— start of Data entries —

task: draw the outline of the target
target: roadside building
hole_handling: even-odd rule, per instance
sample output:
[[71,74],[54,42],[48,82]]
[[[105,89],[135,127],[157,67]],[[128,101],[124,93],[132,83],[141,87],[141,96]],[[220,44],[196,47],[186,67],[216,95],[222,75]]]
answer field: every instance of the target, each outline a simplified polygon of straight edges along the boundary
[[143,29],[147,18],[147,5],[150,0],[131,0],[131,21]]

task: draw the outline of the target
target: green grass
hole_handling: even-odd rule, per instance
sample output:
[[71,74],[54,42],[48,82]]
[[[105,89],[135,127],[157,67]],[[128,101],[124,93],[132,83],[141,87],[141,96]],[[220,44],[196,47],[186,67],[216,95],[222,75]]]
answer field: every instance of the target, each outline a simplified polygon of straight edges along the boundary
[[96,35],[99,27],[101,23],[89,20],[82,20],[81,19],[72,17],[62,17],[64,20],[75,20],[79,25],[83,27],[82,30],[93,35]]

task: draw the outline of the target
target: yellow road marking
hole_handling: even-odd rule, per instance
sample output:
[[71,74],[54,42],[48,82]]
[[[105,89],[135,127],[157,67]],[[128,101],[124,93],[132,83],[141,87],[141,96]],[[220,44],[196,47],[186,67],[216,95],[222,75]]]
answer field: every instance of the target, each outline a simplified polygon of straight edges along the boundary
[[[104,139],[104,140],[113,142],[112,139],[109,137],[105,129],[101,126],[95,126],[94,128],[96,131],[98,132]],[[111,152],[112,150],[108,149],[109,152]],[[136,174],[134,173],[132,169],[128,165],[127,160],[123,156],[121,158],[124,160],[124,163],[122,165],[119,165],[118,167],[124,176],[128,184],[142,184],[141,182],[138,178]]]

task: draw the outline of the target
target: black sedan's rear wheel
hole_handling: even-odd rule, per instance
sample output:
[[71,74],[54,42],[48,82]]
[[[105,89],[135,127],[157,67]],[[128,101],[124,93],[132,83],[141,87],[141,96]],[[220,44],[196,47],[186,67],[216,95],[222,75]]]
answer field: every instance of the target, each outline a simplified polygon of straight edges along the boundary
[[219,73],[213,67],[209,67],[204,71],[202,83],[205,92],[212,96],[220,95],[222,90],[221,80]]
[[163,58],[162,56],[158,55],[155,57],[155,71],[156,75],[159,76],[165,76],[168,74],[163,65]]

— end of Data entries —

Directive — Pull out the lines running from the start of the items through the line that contains "[[143,29],[147,18],[147,5],[150,0],[131,0],[131,21]]", both ends included, and reproduce them without any change.

In response —
task: draw the outline of the target
target: roadside building
hole_handling: even-odd rule, per instance
sample output:
[[71,74],[54,42],[48,82]]
[[[105,89],[135,127],[157,67]],[[128,101],[124,93],[132,83],[141,87],[141,96]],[[220,44],[196,47],[186,67],[216,95],[222,75]]]
answer field: every instance of the target, each outline a simplified polygon of straight edges along the boundary
[[143,29],[147,18],[147,5],[150,0],[131,0],[131,21]]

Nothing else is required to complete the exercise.